#### [STORED DATA]
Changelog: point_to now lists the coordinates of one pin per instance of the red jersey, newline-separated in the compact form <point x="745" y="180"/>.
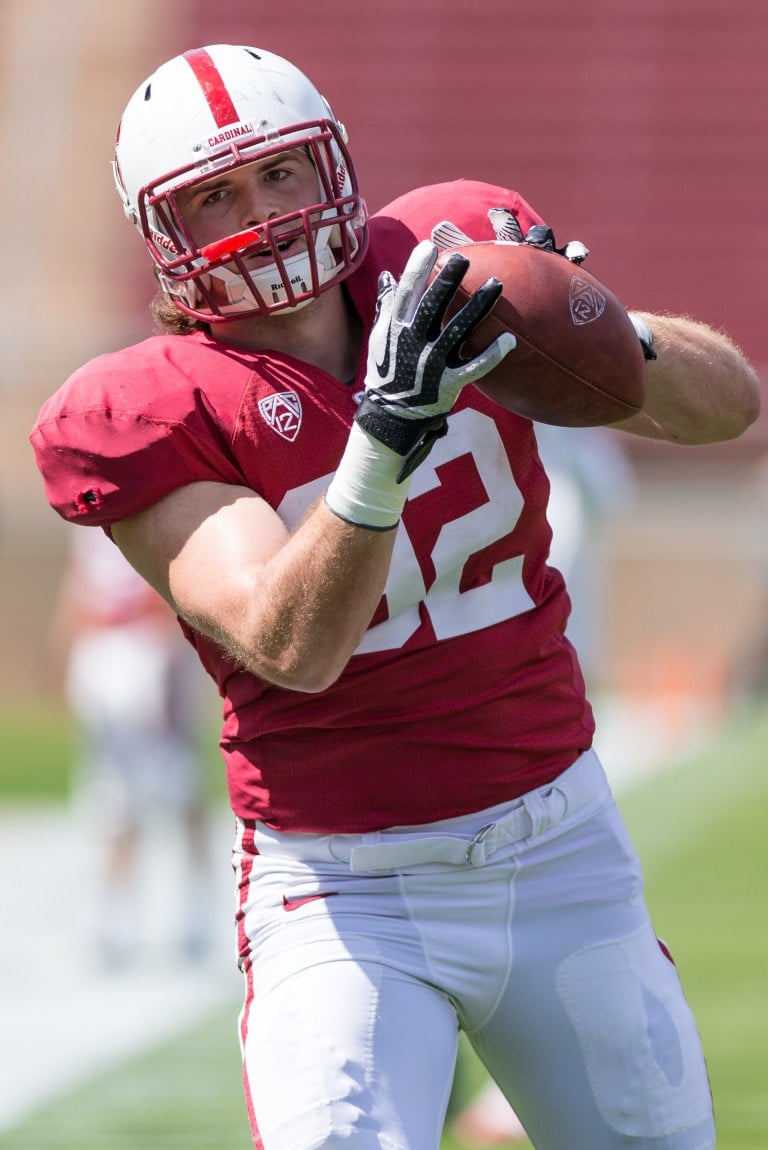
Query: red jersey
<point x="465" y="691"/>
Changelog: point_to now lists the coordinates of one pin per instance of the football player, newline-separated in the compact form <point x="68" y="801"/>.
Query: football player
<point x="425" y="838"/>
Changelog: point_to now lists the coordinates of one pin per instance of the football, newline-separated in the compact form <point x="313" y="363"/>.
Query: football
<point x="578" y="361"/>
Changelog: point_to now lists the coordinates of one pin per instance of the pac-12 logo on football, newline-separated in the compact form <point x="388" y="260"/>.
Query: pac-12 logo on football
<point x="586" y="303"/>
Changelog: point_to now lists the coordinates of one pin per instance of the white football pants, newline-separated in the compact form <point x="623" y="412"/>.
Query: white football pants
<point x="523" y="925"/>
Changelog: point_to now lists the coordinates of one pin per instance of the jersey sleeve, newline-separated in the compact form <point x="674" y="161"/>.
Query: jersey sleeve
<point x="125" y="430"/>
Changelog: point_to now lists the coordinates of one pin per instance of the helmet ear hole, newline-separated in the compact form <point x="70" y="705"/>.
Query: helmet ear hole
<point x="206" y="113"/>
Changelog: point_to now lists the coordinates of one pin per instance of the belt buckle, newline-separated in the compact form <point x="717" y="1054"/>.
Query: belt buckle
<point x="477" y="843"/>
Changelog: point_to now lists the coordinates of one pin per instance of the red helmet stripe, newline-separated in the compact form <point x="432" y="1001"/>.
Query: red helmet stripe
<point x="213" y="86"/>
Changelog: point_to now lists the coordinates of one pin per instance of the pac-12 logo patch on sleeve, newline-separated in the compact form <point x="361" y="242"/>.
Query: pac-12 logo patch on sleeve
<point x="283" y="413"/>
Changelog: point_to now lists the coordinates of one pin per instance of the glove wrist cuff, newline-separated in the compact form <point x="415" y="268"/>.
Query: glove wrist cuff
<point x="366" y="489"/>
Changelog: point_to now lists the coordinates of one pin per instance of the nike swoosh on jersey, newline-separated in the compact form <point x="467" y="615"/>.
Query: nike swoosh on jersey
<point x="293" y="904"/>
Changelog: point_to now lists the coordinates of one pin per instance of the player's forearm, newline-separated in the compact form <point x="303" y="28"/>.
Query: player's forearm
<point x="699" y="389"/>
<point x="314" y="602"/>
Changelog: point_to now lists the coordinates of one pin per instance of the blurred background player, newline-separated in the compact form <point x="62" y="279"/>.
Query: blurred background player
<point x="135" y="689"/>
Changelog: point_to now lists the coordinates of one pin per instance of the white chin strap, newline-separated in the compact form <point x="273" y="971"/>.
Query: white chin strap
<point x="269" y="281"/>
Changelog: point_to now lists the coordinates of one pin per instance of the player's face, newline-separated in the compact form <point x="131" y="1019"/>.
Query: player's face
<point x="246" y="197"/>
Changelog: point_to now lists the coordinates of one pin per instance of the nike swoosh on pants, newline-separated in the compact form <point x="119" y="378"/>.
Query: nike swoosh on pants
<point x="293" y="904"/>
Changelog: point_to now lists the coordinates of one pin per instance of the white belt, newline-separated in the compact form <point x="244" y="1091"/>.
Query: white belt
<point x="465" y="841"/>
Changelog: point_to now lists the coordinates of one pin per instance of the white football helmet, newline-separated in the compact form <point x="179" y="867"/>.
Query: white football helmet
<point x="213" y="109"/>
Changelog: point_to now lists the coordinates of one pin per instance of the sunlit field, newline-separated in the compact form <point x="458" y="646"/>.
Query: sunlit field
<point x="700" y="832"/>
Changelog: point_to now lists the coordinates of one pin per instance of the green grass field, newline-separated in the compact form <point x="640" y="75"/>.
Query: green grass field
<point x="700" y="832"/>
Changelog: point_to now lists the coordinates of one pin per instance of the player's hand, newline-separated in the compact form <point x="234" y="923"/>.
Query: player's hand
<point x="415" y="370"/>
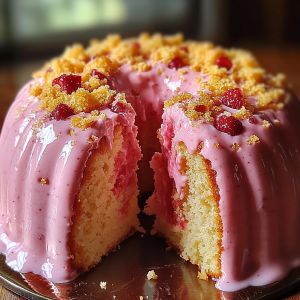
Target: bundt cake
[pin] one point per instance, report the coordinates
(68, 177)
(226, 167)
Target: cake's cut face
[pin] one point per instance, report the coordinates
(68, 177)
(233, 177)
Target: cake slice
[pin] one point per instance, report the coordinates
(227, 187)
(68, 175)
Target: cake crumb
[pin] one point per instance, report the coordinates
(151, 275)
(253, 139)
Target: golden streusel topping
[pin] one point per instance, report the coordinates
(144, 52)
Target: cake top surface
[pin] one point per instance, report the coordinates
(220, 70)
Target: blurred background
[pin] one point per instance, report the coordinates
(33, 31)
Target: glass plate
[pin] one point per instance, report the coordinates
(125, 273)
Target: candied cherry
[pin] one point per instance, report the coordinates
(252, 120)
(101, 76)
(185, 49)
(228, 124)
(200, 108)
(233, 98)
(68, 83)
(136, 45)
(117, 108)
(61, 112)
(224, 62)
(176, 63)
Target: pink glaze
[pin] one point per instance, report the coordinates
(35, 219)
(259, 187)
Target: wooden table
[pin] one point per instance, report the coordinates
(285, 61)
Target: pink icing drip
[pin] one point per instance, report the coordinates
(259, 193)
(35, 219)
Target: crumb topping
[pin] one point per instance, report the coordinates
(265, 124)
(220, 71)
(253, 139)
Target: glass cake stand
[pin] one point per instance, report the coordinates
(125, 273)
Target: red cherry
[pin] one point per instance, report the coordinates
(61, 112)
(229, 125)
(68, 83)
(224, 62)
(117, 108)
(176, 63)
(233, 98)
(98, 74)
(200, 108)
(252, 120)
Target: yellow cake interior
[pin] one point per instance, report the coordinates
(100, 223)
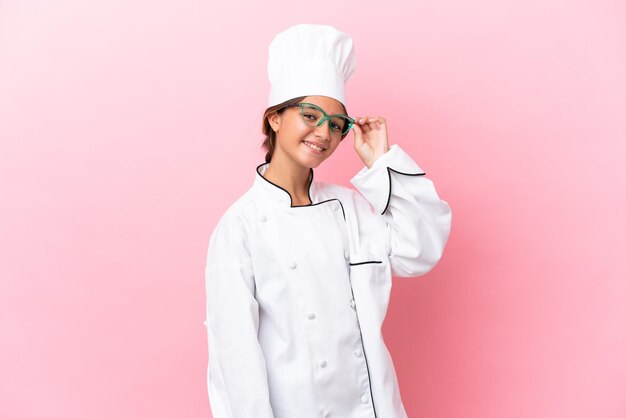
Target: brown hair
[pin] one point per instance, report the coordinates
(270, 136)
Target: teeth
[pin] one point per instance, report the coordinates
(313, 146)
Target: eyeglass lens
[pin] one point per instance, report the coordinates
(312, 115)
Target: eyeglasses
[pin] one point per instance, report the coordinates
(313, 115)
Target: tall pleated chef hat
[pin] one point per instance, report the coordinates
(310, 60)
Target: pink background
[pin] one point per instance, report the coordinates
(127, 128)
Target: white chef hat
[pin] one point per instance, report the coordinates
(310, 60)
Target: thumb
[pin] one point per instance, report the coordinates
(358, 136)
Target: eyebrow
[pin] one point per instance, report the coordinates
(329, 114)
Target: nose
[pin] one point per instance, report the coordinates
(323, 130)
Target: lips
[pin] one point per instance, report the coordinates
(316, 144)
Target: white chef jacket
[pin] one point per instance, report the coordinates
(296, 295)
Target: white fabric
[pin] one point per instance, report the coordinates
(310, 60)
(296, 295)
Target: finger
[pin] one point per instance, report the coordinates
(378, 119)
(358, 136)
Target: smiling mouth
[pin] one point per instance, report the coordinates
(313, 147)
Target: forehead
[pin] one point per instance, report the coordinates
(330, 105)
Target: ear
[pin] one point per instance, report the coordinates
(274, 119)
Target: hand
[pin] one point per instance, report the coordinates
(370, 138)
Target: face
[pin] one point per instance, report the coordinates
(293, 134)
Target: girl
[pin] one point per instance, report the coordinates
(298, 271)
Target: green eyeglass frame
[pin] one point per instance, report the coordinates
(302, 106)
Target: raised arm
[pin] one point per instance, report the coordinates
(417, 222)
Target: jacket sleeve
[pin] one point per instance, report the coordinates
(236, 374)
(415, 221)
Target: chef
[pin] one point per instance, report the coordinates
(299, 271)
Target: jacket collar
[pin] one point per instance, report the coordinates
(277, 193)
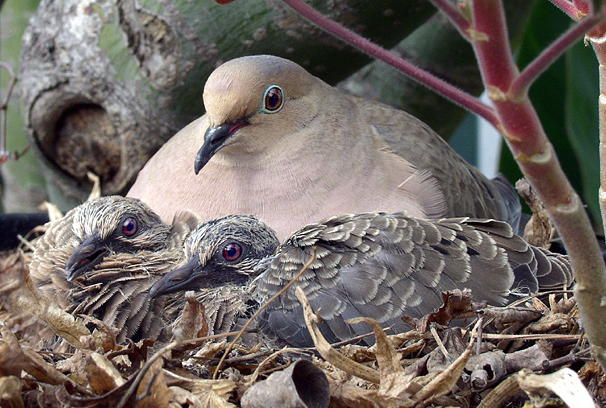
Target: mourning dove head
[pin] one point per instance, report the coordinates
(252, 102)
(220, 252)
(109, 225)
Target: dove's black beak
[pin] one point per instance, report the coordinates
(179, 279)
(84, 258)
(214, 140)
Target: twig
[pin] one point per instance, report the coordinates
(4, 154)
(262, 308)
(139, 377)
(454, 15)
(438, 340)
(571, 9)
(522, 130)
(532, 71)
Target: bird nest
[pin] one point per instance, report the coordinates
(532, 350)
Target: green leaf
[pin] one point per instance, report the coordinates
(565, 98)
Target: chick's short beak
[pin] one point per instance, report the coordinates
(84, 258)
(214, 140)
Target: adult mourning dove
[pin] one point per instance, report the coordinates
(376, 265)
(102, 258)
(281, 144)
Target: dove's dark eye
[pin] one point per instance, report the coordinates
(273, 100)
(232, 252)
(129, 227)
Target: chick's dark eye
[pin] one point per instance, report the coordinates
(273, 99)
(129, 227)
(232, 252)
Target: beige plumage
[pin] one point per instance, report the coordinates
(281, 144)
(377, 265)
(86, 263)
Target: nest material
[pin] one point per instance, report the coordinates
(504, 355)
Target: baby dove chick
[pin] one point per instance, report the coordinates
(376, 265)
(283, 145)
(102, 258)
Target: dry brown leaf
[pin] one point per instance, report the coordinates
(327, 351)
(455, 304)
(12, 360)
(25, 296)
(210, 393)
(565, 383)
(10, 392)
(444, 382)
(96, 190)
(387, 357)
(54, 213)
(538, 230)
(182, 397)
(23, 358)
(153, 391)
(193, 322)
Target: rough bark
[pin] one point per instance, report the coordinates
(105, 84)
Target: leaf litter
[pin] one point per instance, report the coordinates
(528, 354)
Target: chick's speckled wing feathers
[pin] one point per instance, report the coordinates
(467, 191)
(288, 167)
(387, 265)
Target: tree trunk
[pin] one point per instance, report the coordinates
(23, 185)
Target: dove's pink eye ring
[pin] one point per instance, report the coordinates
(273, 99)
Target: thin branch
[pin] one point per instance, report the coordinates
(584, 6)
(532, 71)
(536, 157)
(454, 15)
(4, 154)
(262, 308)
(570, 8)
(443, 88)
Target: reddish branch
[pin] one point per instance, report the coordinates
(444, 88)
(517, 120)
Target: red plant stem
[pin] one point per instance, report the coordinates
(597, 38)
(570, 8)
(535, 155)
(454, 15)
(443, 88)
(521, 84)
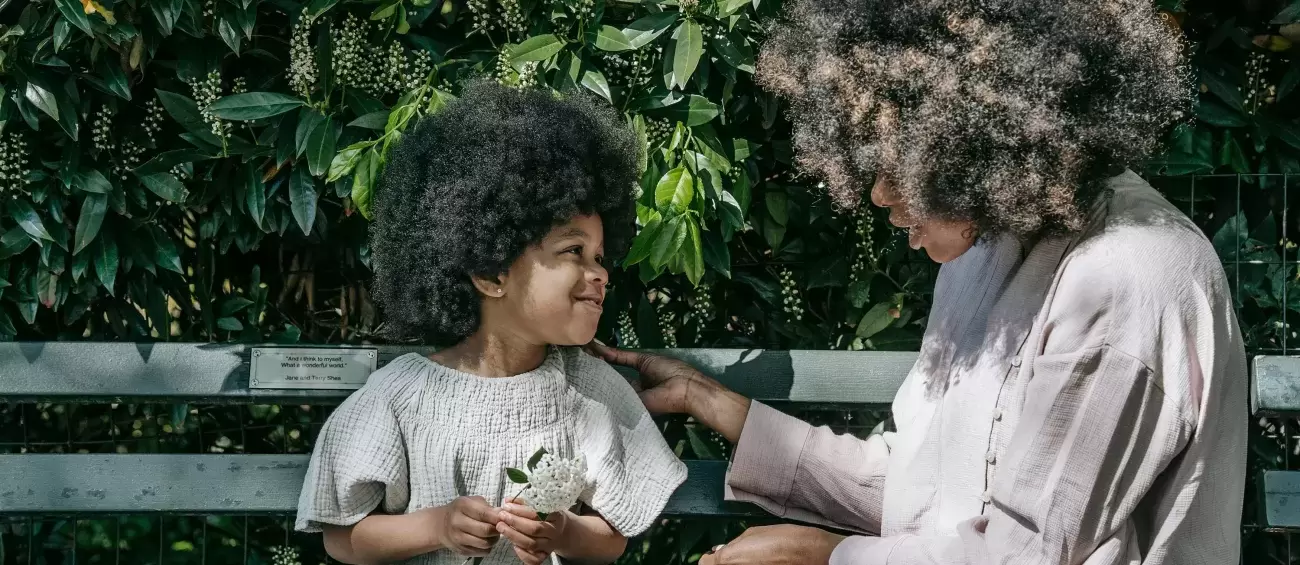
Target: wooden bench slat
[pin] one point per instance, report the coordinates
(1275, 386)
(90, 372)
(1279, 500)
(72, 483)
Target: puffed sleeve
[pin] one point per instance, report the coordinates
(359, 463)
(631, 469)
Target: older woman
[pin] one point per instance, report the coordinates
(1080, 390)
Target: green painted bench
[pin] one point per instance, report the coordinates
(1275, 394)
(69, 483)
(72, 372)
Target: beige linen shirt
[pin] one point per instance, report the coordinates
(1082, 400)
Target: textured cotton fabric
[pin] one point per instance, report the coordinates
(1079, 400)
(420, 434)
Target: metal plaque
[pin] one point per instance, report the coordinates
(311, 368)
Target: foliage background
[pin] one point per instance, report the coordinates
(202, 170)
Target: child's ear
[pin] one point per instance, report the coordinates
(493, 286)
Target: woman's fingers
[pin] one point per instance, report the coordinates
(531, 557)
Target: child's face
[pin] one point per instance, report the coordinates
(554, 292)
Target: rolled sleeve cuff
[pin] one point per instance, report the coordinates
(861, 550)
(767, 453)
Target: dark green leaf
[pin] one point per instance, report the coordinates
(73, 11)
(516, 476)
(91, 181)
(693, 253)
(111, 72)
(1218, 114)
(596, 82)
(371, 121)
(716, 253)
(363, 182)
(90, 220)
(254, 105)
(165, 185)
(105, 263)
(859, 291)
(536, 459)
(164, 161)
(255, 195)
(229, 324)
(875, 320)
(27, 218)
(229, 33)
(645, 30)
(302, 198)
(346, 160)
(694, 111)
(183, 111)
(538, 48)
(611, 39)
(684, 57)
(733, 50)
(320, 147)
(668, 240)
(675, 190)
(43, 99)
(778, 205)
(234, 304)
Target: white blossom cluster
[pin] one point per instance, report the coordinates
(506, 75)
(302, 62)
(701, 307)
(284, 555)
(152, 121)
(100, 130)
(658, 130)
(376, 69)
(128, 157)
(627, 334)
(791, 299)
(629, 68)
(668, 327)
(13, 165)
(555, 483)
(206, 92)
(1257, 90)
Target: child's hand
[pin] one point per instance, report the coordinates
(533, 539)
(468, 526)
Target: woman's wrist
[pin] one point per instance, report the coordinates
(719, 408)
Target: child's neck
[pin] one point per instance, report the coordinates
(492, 355)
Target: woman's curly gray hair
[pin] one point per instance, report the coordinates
(1008, 113)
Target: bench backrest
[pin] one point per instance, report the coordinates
(73, 372)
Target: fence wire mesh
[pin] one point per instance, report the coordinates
(1247, 217)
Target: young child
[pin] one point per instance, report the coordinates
(493, 225)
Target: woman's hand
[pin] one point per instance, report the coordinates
(670, 386)
(784, 544)
(467, 526)
(534, 539)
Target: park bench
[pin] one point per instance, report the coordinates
(108, 483)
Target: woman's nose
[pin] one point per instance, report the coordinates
(883, 194)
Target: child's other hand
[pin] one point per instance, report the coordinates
(468, 526)
(534, 539)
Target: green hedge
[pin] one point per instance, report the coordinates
(202, 170)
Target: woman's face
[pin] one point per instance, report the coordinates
(553, 294)
(943, 239)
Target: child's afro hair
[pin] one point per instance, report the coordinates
(471, 187)
(1008, 113)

#### [WORK INSTRUCTIONS]
Quote, without any change, each line from the one that contains "Target: child's ear" through the end of the material.

#### [RESULT OF THE EXERCISE]
Target: child's ear
[pin] one point per instance, report the coordinates
(493, 286)
Target: woman's fingers
[pin] one point per instance, report the coordinates
(531, 557)
Target: child's face
[pin] one point per instance, report the coordinates
(554, 292)
Target: rolled sleeve cuff
[pin] one point per instance, report the coordinates
(861, 550)
(767, 453)
Target: dark green leaf
[pin] one point per instance, report the coordinates
(73, 11)
(516, 476)
(91, 181)
(693, 253)
(111, 72)
(1218, 114)
(596, 82)
(371, 121)
(716, 253)
(363, 182)
(90, 220)
(254, 105)
(165, 185)
(105, 263)
(859, 291)
(536, 459)
(164, 161)
(255, 195)
(229, 324)
(875, 320)
(27, 218)
(229, 33)
(645, 30)
(302, 198)
(346, 160)
(694, 111)
(183, 111)
(538, 48)
(611, 39)
(684, 57)
(733, 50)
(320, 147)
(668, 240)
(675, 190)
(43, 99)
(778, 205)
(234, 304)
Target: white blossom cluster
[pin] one point per instance, report the coordinates
(506, 75)
(302, 62)
(701, 307)
(284, 555)
(152, 121)
(100, 130)
(658, 130)
(376, 69)
(128, 157)
(627, 334)
(791, 299)
(629, 68)
(668, 327)
(13, 165)
(555, 483)
(206, 92)
(1257, 90)
Target: child's hand
[pin] one point per instance, report the coordinates
(533, 539)
(468, 526)
Target: woman's wrist
[pin] one point per instance, report the coordinates
(719, 408)
Target: child's neck
[pin] one point per instance, report the coordinates
(492, 355)
Target: woman's curly gray hair
[pin] one point per instance, report the coordinates
(1008, 113)
Target: bench backrest
[pin] one point per instance, report the coordinates
(73, 372)
Target: fence wire mesh
[pin] one point per instance, report the coordinates
(1247, 217)
Target: young child
[pin] one point per instance, report the coordinates
(493, 225)
Target: woman's hand
[pin] one point per instance, report the coordinates
(670, 386)
(784, 544)
(467, 526)
(534, 539)
Target: park bench
[pin] one point per instance, report the coordinates
(108, 483)
Target: woman's nose
[pin] one point per instance, report the coordinates
(883, 194)
Target: child's other hand
[pin] one point per instance, report the coordinates
(468, 526)
(534, 539)
Target: green hedge
[pin] one point per instance, report the coordinates
(202, 170)
Target: woman's face
[pin] one point per instance, report the coordinates
(553, 294)
(943, 239)
Target: child's afro hair
[pin] one point per instance, report the coordinates
(471, 187)
(1008, 113)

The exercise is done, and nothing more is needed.